Available data:
+-------+

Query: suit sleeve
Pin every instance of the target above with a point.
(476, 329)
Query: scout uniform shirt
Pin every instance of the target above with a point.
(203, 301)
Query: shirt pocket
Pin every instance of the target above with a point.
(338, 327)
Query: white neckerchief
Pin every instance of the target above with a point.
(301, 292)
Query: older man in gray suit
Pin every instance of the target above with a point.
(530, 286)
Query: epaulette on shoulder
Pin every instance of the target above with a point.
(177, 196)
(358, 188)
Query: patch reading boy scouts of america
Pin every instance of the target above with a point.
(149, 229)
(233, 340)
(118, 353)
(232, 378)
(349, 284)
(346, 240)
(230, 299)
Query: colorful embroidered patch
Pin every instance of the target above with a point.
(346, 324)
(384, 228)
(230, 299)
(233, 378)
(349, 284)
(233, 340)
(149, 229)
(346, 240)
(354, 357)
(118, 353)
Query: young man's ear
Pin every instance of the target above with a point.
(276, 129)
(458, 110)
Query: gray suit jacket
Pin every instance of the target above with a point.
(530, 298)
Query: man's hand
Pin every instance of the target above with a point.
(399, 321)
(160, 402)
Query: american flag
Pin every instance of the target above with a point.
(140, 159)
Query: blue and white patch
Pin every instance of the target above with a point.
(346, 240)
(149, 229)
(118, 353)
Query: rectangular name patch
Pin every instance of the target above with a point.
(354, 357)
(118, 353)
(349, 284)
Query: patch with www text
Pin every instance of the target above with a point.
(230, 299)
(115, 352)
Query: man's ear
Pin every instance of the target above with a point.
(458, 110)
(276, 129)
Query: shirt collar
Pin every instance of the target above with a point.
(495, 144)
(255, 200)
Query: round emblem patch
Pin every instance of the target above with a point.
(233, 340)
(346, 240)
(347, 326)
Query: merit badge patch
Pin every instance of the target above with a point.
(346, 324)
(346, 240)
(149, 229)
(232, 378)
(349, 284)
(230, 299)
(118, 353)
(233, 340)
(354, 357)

+-------+

Rescale the part of the listing that runs from the line with "Query: shirt collar" through the last line of the listing, both ends included. Write those lines out again, requests included, and multiply every coordinate in the answers by 1.15, rounding each result to a whole number with halves rounded up.

Query: shirt collar
Pin every instance of the target above with a point.
(569, 166)
(293, 230)
Query: round emblem patch
Pin every instance of the target above with a point.
(268, 391)
(398, 276)
(399, 375)
Query: merit badge patch
Pin every instance of the target above with a point.
(398, 373)
(398, 276)
(171, 263)
(267, 435)
(401, 327)
(265, 344)
(136, 406)
(268, 391)
(407, 411)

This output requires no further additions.